_Extrait de la page_:

--- --- ---

Villes d’éternelles demeures
Nord de Santiago, station de métro « Cementerios » : à gauche le cimetière catholique, immense bâtiment de cours intérieures où reposent les dépouilles des croyants, avec un vague air de gare Belle Epoque. A droite, les 85 hectares du cimetière municipal. C’est dans celui-ci que nous vous emmenons…
« En fait la visite de ce lieu m’a fait changer d’avis : plutôt que de poster cet article dans la rubrique « architecture », du fait de tous les édifices bâtis, je posterai cet article dans la rubrique urbanisme. Parce que ce cimetière, c’est une ville en réalité. Une ville dans la ville. On a là un système qui est organisé, avec des allées, des contre-allées, une trame viaire, un réseau d’assainissement. Ça forme une structure qui vient desservir les architectures. Sauf que là les architectures ne sont pas pour les vivants, elles sont pour les morts.
Ce qui me frappe c’est l’échelle du lieu, c’est ce qui nous donne l’impression d’être dans une ville, une ville fantôme… Pour nous français, habitués à de petites tombes individuelles qui s’enchainent au ras du sol, le changement est complet. Ici on est dans une succession de mausolées, plus ou moins imposants, qui varient en hauteur mais pourraient être de petites maisons individuelles. Et quand les gens n’avaient pas les moyens de se faire un mausolée de cette dimension, ils se sont mis dans des sortes de regroupements, qui ne sont ni plus ni moins que des immeubles. Ce qui est exactement la manière dont on fait la ville ! Et ça paraît tout à fait logique.
Ce qui est également fantastique dans cet urbanisme c’est que pour moi on est dans une ville utopique, c’est-à-dire une ville où l’on trouve une imbrication entre le végétal et le bâti. Il y a également tout un système de trames intermédiaires de venelles, qui permet de circuler, de sortir des sentiers battus.
- On peut circuler à l’intérieur du « pâté de maison »…
- Oui, on peut s’infiltrer dans le quartier…et ça pour moi c’est le summum, ça crée un endroit extrêmement agréable à vivre, à parcourir, ça me rappelle d’ailleurs les espaces sacrés du Ryoan-Ji à Kyoto, cette sorte de cité où on passait d’un temple à l’autre et où on avait ce principe d’allées et de contre-allées qui nous permettaient d’accéder aux différents temples et jardins zen.
Ça me rappelle aussi l’urbanisme précolombien où on retrouve dans les villes mayas une forme de densité -même si dans ces villes-là, la trame viaire n’est pas vraiment présente. C’est surtout cette idée que tu peux circuler entre les maisons et que la notion de propriété exclusive et restrictive n’existe pas. Ce qui fait qu’on se sent bien dans cet endroit c’est aussi que notre regard a toujours un point de fuite, a toujours un endroit par lequel s’échapper. Ça rejoint d’ailleurs les théories sur l’ilot ouvert de Portzampac, c’est-à-dire l’idée de ménager des porosités visuelles au maximum et si possible ensuite de faire en sorte que les gens puissent pénétrer dans l’ilot.

--- --- ---

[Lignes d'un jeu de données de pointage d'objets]
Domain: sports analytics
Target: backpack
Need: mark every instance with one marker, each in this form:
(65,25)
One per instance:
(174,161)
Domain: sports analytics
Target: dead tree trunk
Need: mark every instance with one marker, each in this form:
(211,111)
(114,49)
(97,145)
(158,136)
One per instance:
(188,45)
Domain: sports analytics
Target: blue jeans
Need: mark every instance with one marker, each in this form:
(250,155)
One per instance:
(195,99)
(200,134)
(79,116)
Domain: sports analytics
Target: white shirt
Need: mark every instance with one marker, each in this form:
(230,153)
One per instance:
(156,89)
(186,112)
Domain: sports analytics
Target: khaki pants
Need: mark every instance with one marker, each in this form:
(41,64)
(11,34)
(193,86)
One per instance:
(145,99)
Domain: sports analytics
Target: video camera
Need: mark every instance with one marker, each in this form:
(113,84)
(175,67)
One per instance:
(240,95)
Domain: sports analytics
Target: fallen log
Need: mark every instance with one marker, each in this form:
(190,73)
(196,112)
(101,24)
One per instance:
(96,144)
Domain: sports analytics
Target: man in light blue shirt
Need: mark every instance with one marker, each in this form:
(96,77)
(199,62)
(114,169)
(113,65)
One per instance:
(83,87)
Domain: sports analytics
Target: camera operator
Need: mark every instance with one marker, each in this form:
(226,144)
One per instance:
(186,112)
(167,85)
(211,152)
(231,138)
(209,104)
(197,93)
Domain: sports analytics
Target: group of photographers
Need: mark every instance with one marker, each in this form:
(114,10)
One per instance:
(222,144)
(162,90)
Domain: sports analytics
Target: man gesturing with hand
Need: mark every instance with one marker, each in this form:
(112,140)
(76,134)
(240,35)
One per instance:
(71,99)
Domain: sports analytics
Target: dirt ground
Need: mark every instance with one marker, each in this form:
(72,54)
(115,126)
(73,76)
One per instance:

--- --- ---

_Les consignes_:
A – Répondez à ces questions sur l'extrait consacré au cimetière municipal de Santiago :
(i) Quelle superficie occupe le cimetière municipal ?
(ii) Dans quelle rubrique l'article sera-t-il finalement posté ?
(iii) Quels espaces sacrés de Kyoto sont évoqués ?
B – Relevez toutes les lignes des enregistrements qui contiennent la chaîne « Target ».

_Réponses dans l'ordre_:
A –
(i) 85 hectares.
(ii) Dans la rubrique urbanisme.
(iii) Les espaces sacrés du Ryoan-Ji.

B –
Target: backpack
Target: dead tree trunk
Target: blue jeans
Target: white shirt
Target: khaki pants
Target: video camera
Target: fallen log
Target: man in light blue shirt
Target: camera operator
Target: group of photographers
Target: man gesturing with hand
Target: dirt ground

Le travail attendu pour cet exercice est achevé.